EXERCISES TO COMPLETE:
A – In the Tantra workshop passage, what name does Charles give to practices that involve joining your energy with a partner's?
B – Copy the stretch of the Tantra workshop passage from "The Yoga of" through "with a partner's.".

SOURCE PASSAGE:
--- Begin ---

Promising physical and spiritual ecstasy, Tantra workshops lure couples who want more from their relationships. But what really goes on?

By Todd Jones

The Yoga of Relationship

Before adjourning for the evening, Charles outlines the three interwoven topics he and Caroline will be teaching throughout the week: increasing energy and pleasure; increasing intimacy; and quieting the mind. "We'll learn many techniques for increasing the energy and pleasure you can feel in your body," he says. Many of the techniques will be what he calls White Tantra—practices that can be done individually, like asana, pranayama, repetition of mantras—while others will be Red Tantra—practices that involve joining your energy with a partner's.

Techniques for fostering intimacy, Charles says, are designed to allow lovers to increase their ability to give and to receive each other's energy. He adds that workshop participants will discover that they don't need to learn to do more; they simply need to surrender and allow themselves to be who they naturally are. In the end, says Charles, "Relationship is the ultimate yoga. If you're in a relationship, it is a yoga, a spiritual pathway. Relationship will bring up every lesson you need to learn."

--- End ---

Picture region annotation data:
--- Begin ---

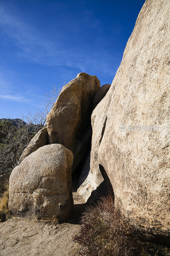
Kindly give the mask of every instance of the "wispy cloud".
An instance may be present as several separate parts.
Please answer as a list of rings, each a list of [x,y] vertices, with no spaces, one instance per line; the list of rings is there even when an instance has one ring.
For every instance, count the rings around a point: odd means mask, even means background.
[[[24,100],[25,100],[25,99],[23,97],[14,96],[13,95],[10,95],[10,94],[0,94],[0,99],[3,100],[14,100],[15,101],[18,102],[23,102]]]
[[[88,22],[91,20],[92,24],[94,24],[92,14],[89,13],[86,17],[88,17]],[[97,20],[96,23],[96,26],[99,25]],[[68,49],[59,40],[53,42],[44,39],[43,35],[31,25],[21,22],[18,17],[2,8],[0,25],[8,36],[12,38],[18,47],[17,54],[20,57],[46,65],[67,66],[85,72],[87,67],[90,67],[94,72],[100,71],[105,74],[114,74],[110,65],[113,60],[113,55],[105,49],[103,39],[100,49],[97,47],[92,48],[85,43],[85,46],[80,44],[71,50]],[[77,39],[78,38],[76,38]],[[97,42],[100,40],[99,38],[96,38]]]

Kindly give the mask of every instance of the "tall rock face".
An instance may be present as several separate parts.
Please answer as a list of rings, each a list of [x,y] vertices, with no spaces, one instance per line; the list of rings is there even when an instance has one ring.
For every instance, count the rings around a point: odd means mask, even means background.
[[[90,170],[79,189],[90,196],[105,179],[101,167],[132,223],[163,235],[170,232],[170,9],[166,0],[147,0],[140,12],[93,112]]]

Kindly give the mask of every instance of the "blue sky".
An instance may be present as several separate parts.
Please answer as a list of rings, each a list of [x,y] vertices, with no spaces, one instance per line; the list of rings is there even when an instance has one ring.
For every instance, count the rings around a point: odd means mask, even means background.
[[[143,0],[1,0],[0,114],[40,107],[84,72],[111,84]]]

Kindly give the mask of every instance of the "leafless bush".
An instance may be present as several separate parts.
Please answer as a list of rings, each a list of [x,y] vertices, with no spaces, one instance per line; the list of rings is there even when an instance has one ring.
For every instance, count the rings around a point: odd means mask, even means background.
[[[26,116],[22,114],[21,119],[0,119],[0,196],[5,190],[12,169],[19,163],[24,150],[44,125],[47,115],[65,84],[65,80],[63,84],[61,82],[58,90],[54,85],[50,92],[44,95],[41,109],[37,108],[33,112],[29,111]]]
[[[37,126],[20,119],[15,119],[15,125],[8,119],[0,121],[0,193],[22,151],[38,129]]]
[[[60,82],[58,86],[59,89],[57,89],[55,85],[53,85],[50,91],[44,95],[44,101],[42,104],[40,108],[37,107],[36,109],[33,112],[28,112],[27,115],[23,114],[22,119],[28,123],[34,125],[39,124],[39,129],[45,124],[46,116],[53,107],[63,87],[66,84],[65,79],[63,83]]]
[[[74,240],[83,246],[84,256],[137,256],[142,250],[139,239],[109,196],[88,208]]]

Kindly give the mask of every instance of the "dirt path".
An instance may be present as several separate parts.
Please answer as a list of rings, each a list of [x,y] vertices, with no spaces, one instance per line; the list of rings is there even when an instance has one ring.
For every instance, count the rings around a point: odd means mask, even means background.
[[[13,218],[0,223],[0,256],[75,255],[79,245],[72,238],[78,231],[85,204],[76,193],[73,194],[73,214],[65,223]]]

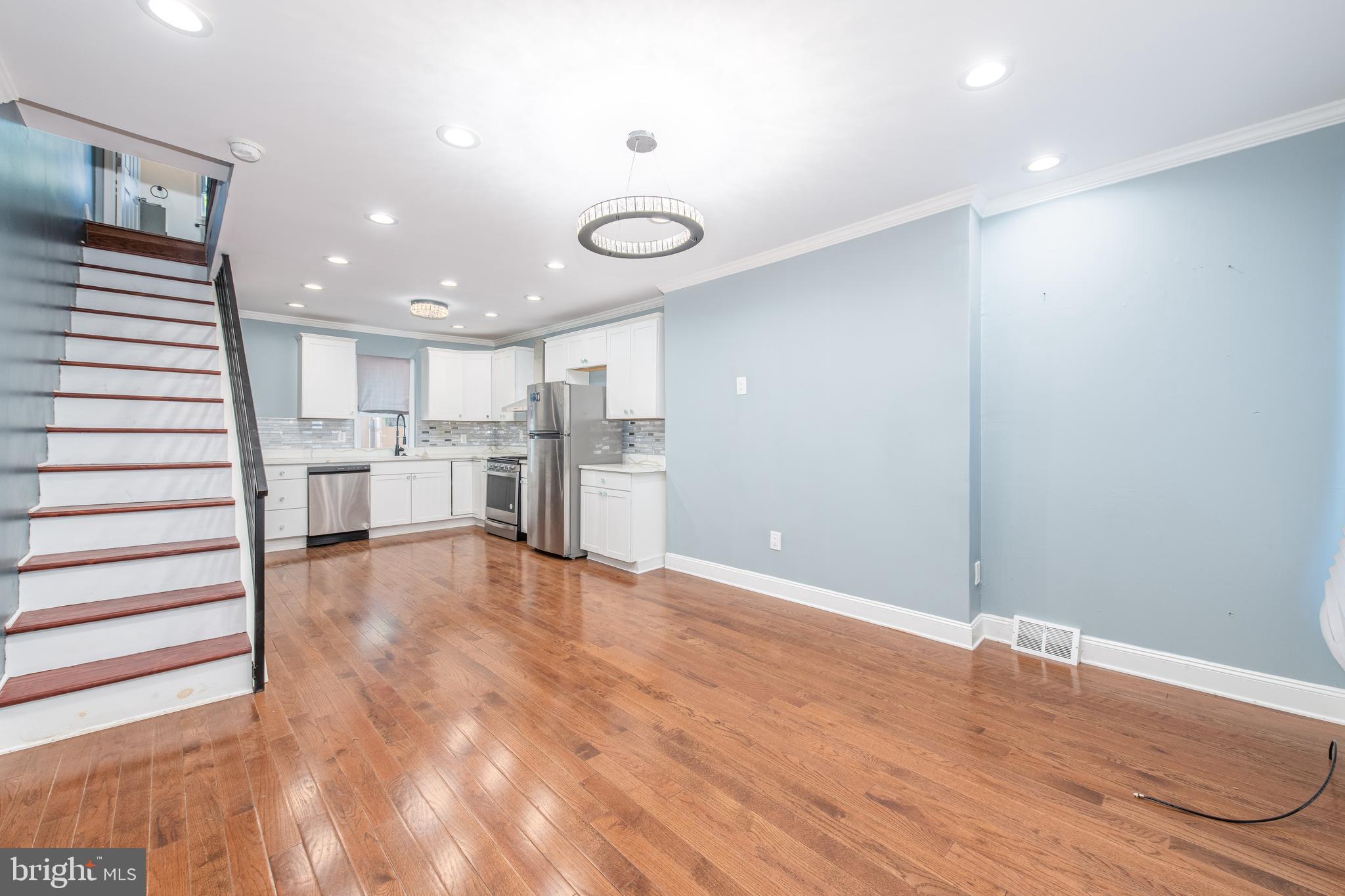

--- End ---

WRITTEN ANSWERS:
A – Red Tantra

B –
The Yoga of Relationship

Before adjourning for the evening, Charles outlines the three interwoven topics he and Caroline will be teaching throughout the week: increasing energy and pleasure; increasing intimacy; and quieting the mind. "We'll learn many techniques for increasing the energy and pleasure you can feel in your body," he says. Many of the techniques will be what he calls White Tantra—practices that can be done individually, like asana, pranayama, repetition of mantras—while others will be Red Tantra—practices that involve joining your energy with a partner's.